::: Page excerpt

In some ways, Claudius exhibits more heroism than Hamlet. He manipulates fortune and takes what is not rightfully his, but remains unapologetic for his actions; he possesses enough strength to admit that he would do the same again. Hamlet, torn by conscience to smite the morally deficient Claudius, causes the death of six innocent people before he accomplishes his goal. By taking full responsibility for his actions, Claudius mitigates his evil nature.
The mark of a great Shakespearean antagonist is how completely he mirrors the protagonist. Claudius is no more Machiavellian than Hamlet; both ultimately believe that the end justifies the means, and both ultimately sacrifice humanity and humaneness in the acquisition of their goals.
Hamlet has a eulogy, Claudius doesn’t. Claudius’s death is cowardly, a well deserved death as everyone realises his true character at the end of the play, whereas Hamlet has the heroic image in the play, he dies at the end of the play in the hands of his grateful friend, Horatio. He is also the last person to die which again reflects his heroic character. Hamlet dies but his memory stands in the hands of Horatio, his only faithful friend and he will be the one to give the audience and others the impression of Hamlet’s heroic character. Horatio: ‘Even while men’s minds are wild, lest more mischance on plots and errors happen’. Hamlet’s justification for all the crimes he has committed is reinforced through that he was instructed to take revenge by the soul of his great father, King Hamlet. He even took a great amount of time, overcoming his moral dilemma and his heroism lied in the hand of his best friend, Horatio.

::::::
::: The records

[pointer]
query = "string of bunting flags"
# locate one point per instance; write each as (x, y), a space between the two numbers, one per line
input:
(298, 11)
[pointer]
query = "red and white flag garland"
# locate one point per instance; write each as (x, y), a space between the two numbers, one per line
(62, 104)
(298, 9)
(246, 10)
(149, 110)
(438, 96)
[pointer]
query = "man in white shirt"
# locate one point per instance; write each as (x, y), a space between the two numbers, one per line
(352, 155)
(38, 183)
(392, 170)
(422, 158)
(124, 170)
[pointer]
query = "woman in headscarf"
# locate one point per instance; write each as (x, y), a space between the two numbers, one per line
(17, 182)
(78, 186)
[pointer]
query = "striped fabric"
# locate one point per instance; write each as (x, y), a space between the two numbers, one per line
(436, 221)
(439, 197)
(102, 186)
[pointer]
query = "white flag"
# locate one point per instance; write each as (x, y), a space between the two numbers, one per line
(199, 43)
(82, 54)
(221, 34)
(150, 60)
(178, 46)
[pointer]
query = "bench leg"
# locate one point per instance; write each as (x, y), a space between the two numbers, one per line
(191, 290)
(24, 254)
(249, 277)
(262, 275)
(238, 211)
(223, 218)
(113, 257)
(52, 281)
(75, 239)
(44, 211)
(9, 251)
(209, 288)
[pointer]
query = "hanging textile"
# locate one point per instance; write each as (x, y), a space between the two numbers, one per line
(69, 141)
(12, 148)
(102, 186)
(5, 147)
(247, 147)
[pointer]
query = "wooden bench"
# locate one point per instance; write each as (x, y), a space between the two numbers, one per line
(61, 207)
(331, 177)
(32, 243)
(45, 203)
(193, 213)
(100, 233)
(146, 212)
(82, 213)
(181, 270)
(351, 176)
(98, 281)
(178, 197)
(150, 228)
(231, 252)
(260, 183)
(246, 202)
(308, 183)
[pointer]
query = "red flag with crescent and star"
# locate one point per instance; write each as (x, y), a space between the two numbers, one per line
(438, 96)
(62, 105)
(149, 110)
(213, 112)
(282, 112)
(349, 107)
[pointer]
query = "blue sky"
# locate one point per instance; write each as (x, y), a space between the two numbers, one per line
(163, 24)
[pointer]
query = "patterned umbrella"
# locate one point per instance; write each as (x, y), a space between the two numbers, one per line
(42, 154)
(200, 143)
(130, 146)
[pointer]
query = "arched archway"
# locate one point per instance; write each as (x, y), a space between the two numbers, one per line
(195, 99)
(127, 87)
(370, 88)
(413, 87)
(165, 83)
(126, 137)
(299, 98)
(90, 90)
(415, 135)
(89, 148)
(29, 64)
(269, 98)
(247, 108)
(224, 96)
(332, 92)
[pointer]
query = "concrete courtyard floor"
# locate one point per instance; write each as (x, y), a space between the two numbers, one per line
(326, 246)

::::::

:: Work instructions ::
1: Quote the part of the passage on Hamlet and Claudius that opens with the words "The mark of" and closes with "of their goals.".
2: Find every line in the records that contains the word "white", and copy each of those lines.
The passage on Hamlet and Claudius has no connection to the records.

:: Results ::
1:
The mark of a great Shakespearean antagonist is how completely he mirrors the protagonist. Claudius is no more Machiavellian than Hamlet; both ultimately believe that the end justifies the means, and both ultimately sacrifice humanity and humaneness in the acquisition of their goals.

2:
query = "red and white flag garland"
query = "man in white shirt"
query = "white flag"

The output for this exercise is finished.